_SET TASK A_
Copy the stretch of the knowledge graph module from "Knowledge Network Graph" through "through network effects.".
_SET TASK B_
Summarize the knowledge graph module in two sentences.

"""
Knowledge Network Graph
Universal Principle #4: Network Effects (Connectivity)
Track connections between concepts. More connections = higher value.
Knowledge compounds exponentially through network effects.
Benefits:
- Emergent insights from connections
- Knowledge value increases with connectivity
- Enables cross-domain synthesis
- Mirrors neural network structure
"""
from datetime import datetime
from typing import Dict, List, Any, Optional, Set, Tuple
from dataclasses import dataclass, field
from collections import defaultdict
import math
from src.storage.sqlite_store import SQLiteGraphStore
from src.core.models import MemoryAtom, AtomType, Provenance, GraphType
from loguru import logger
@dataclass
class KnowledgeNode:
"""A node in the knowledge graph"""

_COLLECTED DATA_

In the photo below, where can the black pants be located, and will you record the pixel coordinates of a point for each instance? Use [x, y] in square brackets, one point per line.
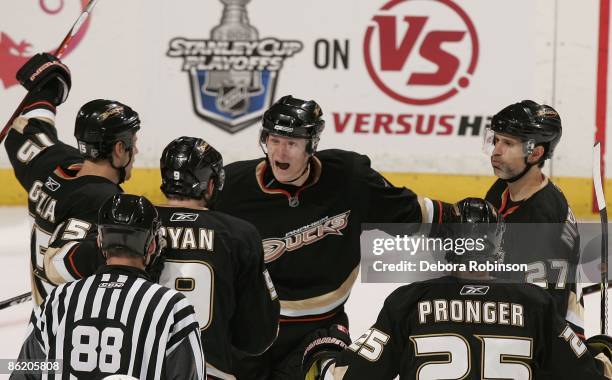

_REPLY A_
Knowledge Network Graph
Universal Principle #4: Network Effects (Connectivity)
Track connections between concepts. More connections = higher value.
Knowledge compounds exponentially through network effects.

_REPLY B_
The module describes a knowledge network graph built on Universal Principle #4, network effects, which tracks connections between concepts on the view that more connections mean higher value and that knowledge compounds exponentially. The benefits it lists are emergent insights from connections, knowledge value that increases with connectivity, cross-domain synthesis, and a structure that mirrors neural networks.